— PAGE EXCERPT —
Have you considered hiring a seasoned hanger? I'm just on my way out the door but I'm sure somebody will be along shortly and give you a detailed answer....

As for the stripping - Don't score it if it's sheetrock. If it's a vinyl then sometimes the face will peel off and the backing will wet and remove easily. Use a flexible type scraper and not a stiff one. Slide the scraper gently behind the paper. I wouldn't use an airless because you won't be able to control the of the amount of water as well as you can with a hand sprayer. I sometimes use a wet sponge too. If you've got one then leaving a steam stripper just boiling away in the room with the doors shut helps a lot. Sheet up well, especially around the edges to soak up run off. Try to keep it as dry as you can around electrical outlets. Masking them can help but water tends to get in anyway so a lot of care needs to be taken.

Don't be _too _fussy about leaving paste residue if you're re-papering the area. Once it's stripped and cleaned down let it dry and sand with 120 grit when it's dry before priming.


----------



## nEighter (Nov 14, 2008)

tooled you are too cool man. Have a good day dude.


----------



## chrisn (Jul 15, 2007)

Hell, if we answered all those questions , we would'nt have a job.:blink:


----------



## chrisn (Jul 15, 2007)

— ENTRIES —
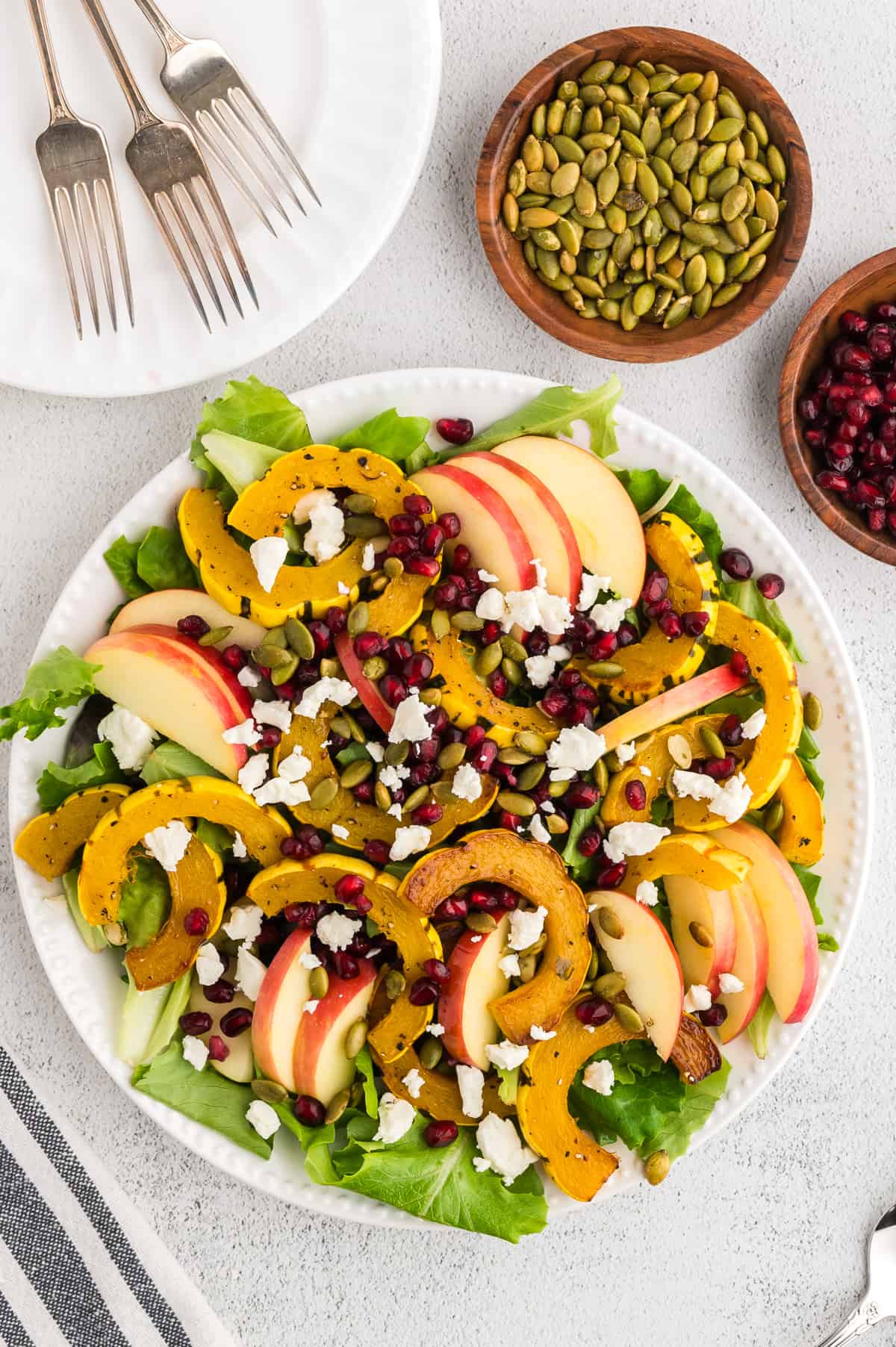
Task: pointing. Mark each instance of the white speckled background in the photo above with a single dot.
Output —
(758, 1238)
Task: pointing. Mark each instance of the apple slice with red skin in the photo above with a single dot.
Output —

— EXERCISE INSTRUCTIONS —
Please state what grit of sandpaper the wallpaper-stripping thread recommends for sanding the wall once it is dry, before priming.

— SOLUTION TO THE EXERCISE —
120 grit.